— WHAT THE TASK ASKS —
Your task is to find every line of the data that holds the string "stone" and copy it.

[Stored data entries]
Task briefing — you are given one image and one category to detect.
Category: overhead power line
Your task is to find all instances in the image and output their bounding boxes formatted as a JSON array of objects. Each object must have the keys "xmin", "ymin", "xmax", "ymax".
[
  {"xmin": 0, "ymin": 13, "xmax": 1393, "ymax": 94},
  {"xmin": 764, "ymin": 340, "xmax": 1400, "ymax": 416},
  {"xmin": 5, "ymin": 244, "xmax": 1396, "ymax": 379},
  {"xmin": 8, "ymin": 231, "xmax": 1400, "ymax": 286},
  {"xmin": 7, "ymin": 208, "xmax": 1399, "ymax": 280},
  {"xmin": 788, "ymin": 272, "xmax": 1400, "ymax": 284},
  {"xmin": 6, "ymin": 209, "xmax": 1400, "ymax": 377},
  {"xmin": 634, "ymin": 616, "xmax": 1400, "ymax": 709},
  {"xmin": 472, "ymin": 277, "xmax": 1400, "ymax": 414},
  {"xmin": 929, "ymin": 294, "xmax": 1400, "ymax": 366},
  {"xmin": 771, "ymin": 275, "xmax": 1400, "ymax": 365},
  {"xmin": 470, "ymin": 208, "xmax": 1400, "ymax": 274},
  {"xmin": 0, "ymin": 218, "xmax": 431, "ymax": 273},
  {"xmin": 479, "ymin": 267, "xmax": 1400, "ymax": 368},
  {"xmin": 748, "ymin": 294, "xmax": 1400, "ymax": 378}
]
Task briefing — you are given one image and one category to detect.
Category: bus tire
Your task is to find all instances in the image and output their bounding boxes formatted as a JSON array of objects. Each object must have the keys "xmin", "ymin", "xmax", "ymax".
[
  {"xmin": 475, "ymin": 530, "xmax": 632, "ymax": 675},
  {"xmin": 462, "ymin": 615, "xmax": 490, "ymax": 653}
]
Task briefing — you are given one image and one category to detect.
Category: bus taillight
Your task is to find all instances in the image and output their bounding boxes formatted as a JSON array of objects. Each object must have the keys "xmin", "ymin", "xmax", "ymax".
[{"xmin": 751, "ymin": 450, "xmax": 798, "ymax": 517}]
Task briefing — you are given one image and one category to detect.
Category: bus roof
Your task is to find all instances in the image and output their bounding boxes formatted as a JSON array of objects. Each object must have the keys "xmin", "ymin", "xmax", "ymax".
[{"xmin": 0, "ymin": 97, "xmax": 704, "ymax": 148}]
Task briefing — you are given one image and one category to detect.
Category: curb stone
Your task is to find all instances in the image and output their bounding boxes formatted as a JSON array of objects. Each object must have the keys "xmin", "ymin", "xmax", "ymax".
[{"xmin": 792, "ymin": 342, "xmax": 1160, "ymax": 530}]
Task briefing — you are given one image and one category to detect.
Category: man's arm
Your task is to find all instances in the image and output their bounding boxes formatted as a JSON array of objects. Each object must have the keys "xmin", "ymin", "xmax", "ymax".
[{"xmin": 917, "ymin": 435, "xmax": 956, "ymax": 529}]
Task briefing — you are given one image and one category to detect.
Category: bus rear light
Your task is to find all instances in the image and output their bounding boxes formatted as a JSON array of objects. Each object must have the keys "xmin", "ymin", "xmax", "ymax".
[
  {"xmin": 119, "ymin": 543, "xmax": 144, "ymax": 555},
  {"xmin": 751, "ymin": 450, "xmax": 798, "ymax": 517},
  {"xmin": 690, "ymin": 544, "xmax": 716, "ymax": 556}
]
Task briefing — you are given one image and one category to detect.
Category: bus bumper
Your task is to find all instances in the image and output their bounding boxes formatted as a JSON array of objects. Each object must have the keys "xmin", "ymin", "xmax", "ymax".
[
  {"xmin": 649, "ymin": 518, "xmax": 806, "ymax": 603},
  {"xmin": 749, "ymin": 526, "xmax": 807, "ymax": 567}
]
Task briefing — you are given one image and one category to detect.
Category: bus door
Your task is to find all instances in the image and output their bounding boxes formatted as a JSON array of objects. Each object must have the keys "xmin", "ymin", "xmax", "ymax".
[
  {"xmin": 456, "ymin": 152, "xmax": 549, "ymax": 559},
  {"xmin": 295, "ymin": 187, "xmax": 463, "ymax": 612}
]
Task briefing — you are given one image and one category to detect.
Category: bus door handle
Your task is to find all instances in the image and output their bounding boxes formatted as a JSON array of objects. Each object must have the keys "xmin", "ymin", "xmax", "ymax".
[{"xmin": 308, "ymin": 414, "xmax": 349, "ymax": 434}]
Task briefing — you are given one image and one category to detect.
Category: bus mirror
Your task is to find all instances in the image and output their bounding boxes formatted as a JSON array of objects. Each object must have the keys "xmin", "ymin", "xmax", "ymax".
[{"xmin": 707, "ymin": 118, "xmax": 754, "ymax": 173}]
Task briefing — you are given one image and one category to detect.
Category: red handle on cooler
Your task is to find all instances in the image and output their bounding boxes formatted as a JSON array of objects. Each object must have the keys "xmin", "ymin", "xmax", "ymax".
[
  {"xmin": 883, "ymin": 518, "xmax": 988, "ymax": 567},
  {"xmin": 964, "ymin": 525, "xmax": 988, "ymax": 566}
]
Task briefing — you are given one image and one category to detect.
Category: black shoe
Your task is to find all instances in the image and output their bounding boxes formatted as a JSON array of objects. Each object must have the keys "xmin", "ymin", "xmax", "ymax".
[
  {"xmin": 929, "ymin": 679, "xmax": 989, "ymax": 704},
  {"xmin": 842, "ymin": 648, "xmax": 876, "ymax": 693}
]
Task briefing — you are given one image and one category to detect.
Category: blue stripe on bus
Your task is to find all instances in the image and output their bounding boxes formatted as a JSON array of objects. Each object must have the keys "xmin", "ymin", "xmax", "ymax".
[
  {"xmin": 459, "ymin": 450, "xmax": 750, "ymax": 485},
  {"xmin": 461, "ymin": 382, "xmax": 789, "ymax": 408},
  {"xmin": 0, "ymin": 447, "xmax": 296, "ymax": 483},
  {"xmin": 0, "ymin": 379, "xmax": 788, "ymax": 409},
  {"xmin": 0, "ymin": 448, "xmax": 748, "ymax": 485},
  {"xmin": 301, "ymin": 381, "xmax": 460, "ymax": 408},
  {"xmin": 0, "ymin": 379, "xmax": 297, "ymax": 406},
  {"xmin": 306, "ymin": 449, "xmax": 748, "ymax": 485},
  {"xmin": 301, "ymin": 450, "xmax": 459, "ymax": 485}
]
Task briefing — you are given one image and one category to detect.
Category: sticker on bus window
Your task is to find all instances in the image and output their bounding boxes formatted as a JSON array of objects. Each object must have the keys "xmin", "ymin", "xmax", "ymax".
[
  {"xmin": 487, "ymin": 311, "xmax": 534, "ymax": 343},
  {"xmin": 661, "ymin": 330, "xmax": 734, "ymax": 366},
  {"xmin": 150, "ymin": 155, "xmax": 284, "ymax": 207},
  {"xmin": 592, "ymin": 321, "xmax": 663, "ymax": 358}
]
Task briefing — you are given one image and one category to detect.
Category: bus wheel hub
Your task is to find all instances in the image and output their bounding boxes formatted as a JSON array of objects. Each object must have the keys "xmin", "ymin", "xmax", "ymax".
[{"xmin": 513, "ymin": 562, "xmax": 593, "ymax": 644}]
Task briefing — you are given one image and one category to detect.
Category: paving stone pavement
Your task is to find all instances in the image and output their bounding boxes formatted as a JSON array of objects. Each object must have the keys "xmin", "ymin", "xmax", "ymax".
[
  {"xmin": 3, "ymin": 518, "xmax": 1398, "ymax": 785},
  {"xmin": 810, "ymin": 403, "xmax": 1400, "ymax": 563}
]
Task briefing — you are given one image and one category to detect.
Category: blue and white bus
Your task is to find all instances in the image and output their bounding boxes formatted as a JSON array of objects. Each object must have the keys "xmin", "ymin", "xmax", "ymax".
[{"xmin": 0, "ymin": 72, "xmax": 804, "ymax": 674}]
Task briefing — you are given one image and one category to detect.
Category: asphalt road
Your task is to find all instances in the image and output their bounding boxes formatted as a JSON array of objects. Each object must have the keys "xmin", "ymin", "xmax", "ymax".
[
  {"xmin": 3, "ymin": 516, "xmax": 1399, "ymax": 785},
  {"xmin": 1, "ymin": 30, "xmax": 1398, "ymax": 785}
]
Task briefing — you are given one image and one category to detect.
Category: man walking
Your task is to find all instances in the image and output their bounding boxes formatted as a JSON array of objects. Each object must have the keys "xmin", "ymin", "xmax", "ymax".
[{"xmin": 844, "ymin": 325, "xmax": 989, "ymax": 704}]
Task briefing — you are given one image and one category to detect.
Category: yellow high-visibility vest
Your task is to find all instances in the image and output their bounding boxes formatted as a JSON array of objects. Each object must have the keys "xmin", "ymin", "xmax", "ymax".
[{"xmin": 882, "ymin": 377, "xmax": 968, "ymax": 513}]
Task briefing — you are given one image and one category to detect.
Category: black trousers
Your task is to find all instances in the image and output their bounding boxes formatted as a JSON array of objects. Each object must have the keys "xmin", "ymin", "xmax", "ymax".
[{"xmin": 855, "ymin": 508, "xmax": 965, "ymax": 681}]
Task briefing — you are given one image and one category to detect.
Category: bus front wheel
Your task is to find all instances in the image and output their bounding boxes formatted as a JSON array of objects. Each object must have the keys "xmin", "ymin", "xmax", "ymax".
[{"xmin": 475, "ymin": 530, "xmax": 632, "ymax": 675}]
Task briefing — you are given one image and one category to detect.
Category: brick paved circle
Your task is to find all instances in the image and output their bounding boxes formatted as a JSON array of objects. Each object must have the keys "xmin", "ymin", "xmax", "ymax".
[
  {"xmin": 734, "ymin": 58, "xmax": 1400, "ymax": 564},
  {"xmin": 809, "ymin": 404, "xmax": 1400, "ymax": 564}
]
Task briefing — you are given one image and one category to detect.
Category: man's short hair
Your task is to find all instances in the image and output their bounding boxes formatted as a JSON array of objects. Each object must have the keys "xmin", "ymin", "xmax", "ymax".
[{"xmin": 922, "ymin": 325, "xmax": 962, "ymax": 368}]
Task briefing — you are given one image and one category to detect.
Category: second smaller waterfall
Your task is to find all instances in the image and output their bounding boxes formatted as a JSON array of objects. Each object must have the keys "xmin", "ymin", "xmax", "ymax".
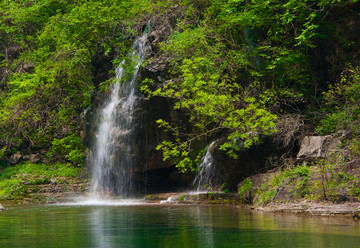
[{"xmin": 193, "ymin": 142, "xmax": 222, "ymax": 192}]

* * *

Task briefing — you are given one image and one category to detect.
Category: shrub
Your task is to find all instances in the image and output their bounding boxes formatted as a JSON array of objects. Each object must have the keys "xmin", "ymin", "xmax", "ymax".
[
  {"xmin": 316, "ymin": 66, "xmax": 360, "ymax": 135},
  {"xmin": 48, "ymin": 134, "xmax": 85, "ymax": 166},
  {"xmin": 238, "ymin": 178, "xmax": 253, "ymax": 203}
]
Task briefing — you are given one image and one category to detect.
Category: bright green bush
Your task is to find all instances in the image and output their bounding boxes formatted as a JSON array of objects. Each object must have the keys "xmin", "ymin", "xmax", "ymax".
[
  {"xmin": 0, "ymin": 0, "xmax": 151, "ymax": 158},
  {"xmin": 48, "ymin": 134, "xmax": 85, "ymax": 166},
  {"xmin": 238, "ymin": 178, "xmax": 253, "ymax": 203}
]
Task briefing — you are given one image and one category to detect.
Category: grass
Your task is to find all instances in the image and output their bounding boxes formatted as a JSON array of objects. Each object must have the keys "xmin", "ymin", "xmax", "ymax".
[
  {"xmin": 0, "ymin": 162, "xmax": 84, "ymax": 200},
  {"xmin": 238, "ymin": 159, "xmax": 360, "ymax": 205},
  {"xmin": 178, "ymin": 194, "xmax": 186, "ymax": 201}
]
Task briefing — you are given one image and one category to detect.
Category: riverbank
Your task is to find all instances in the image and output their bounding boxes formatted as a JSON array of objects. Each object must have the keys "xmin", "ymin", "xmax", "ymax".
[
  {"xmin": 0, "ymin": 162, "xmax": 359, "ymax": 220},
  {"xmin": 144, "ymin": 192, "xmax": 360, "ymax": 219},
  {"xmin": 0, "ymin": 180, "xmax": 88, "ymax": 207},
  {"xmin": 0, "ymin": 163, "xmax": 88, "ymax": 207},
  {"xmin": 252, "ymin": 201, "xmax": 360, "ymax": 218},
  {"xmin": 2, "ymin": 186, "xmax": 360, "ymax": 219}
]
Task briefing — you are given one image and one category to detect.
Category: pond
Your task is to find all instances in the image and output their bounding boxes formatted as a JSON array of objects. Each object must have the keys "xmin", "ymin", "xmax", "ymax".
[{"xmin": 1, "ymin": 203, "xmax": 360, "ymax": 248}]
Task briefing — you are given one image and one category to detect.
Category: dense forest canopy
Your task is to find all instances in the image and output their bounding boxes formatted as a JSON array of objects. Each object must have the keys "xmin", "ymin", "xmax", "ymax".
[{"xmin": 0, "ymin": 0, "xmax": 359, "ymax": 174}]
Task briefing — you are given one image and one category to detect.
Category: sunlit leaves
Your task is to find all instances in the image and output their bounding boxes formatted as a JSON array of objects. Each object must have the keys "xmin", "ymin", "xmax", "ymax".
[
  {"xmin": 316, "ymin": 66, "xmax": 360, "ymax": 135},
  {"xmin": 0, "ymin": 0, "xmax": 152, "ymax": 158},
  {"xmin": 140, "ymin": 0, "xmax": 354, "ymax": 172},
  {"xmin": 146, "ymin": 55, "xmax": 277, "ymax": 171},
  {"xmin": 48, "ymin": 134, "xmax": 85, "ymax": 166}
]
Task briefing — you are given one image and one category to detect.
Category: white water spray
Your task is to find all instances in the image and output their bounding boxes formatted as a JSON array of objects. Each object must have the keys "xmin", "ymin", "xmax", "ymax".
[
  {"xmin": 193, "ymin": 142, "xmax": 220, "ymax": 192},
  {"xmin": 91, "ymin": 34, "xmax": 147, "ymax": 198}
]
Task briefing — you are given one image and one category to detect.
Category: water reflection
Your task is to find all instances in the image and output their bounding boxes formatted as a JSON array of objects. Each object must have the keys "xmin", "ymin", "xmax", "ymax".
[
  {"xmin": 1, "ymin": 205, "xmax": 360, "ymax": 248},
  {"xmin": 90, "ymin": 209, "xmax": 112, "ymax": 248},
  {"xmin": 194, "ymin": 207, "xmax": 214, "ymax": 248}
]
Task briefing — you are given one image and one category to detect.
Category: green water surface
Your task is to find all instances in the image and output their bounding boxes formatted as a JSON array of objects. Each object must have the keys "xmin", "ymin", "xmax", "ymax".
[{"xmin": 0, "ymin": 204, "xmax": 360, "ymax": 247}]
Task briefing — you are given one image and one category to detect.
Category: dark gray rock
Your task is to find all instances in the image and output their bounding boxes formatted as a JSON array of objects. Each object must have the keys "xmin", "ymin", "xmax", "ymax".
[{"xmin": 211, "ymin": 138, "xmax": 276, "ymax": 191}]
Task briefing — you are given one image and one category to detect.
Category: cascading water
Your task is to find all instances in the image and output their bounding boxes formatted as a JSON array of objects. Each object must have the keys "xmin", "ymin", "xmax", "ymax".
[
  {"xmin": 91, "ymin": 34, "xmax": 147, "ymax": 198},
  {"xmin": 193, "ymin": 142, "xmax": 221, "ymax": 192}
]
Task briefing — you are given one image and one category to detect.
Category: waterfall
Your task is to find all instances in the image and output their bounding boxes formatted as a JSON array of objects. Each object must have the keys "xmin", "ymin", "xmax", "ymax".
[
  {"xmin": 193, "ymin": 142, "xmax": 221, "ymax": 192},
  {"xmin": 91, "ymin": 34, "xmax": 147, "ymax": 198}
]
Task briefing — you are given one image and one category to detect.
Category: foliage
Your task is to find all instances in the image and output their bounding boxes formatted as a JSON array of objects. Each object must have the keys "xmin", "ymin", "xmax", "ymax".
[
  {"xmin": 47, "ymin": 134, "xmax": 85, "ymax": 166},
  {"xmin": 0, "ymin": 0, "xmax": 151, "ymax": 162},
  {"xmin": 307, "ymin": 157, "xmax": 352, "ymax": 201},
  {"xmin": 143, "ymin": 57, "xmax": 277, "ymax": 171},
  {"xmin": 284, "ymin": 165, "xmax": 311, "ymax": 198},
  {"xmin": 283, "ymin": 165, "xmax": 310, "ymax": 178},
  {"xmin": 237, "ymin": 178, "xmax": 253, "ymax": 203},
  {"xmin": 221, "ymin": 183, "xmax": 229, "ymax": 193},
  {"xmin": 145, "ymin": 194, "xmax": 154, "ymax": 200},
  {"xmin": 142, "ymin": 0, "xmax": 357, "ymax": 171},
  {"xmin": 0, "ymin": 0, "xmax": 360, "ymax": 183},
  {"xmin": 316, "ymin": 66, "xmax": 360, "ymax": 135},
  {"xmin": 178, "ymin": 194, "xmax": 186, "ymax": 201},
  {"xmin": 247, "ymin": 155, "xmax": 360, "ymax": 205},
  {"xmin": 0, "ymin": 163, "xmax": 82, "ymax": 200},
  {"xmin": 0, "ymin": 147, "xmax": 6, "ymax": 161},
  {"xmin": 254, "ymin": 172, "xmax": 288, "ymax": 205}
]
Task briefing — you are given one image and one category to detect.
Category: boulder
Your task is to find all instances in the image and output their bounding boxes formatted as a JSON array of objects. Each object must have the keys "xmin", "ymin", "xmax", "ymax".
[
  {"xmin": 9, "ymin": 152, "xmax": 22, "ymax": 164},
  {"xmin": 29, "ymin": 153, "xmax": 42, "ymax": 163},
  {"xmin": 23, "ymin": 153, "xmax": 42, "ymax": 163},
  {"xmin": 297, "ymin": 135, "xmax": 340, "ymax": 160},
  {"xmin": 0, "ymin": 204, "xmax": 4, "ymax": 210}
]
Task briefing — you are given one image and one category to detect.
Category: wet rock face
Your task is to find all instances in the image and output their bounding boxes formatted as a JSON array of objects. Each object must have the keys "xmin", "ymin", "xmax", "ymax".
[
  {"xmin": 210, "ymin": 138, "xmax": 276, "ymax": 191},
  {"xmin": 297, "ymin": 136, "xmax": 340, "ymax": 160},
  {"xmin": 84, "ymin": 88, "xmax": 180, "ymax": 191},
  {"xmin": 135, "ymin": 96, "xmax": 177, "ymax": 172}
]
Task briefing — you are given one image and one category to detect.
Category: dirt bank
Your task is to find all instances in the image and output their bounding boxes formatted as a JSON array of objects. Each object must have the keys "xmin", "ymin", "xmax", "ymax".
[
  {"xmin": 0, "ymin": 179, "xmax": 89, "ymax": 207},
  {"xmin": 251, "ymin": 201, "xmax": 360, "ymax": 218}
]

— FINISHED EXERCISE —
Category: curb stone
Category: paving stone pavement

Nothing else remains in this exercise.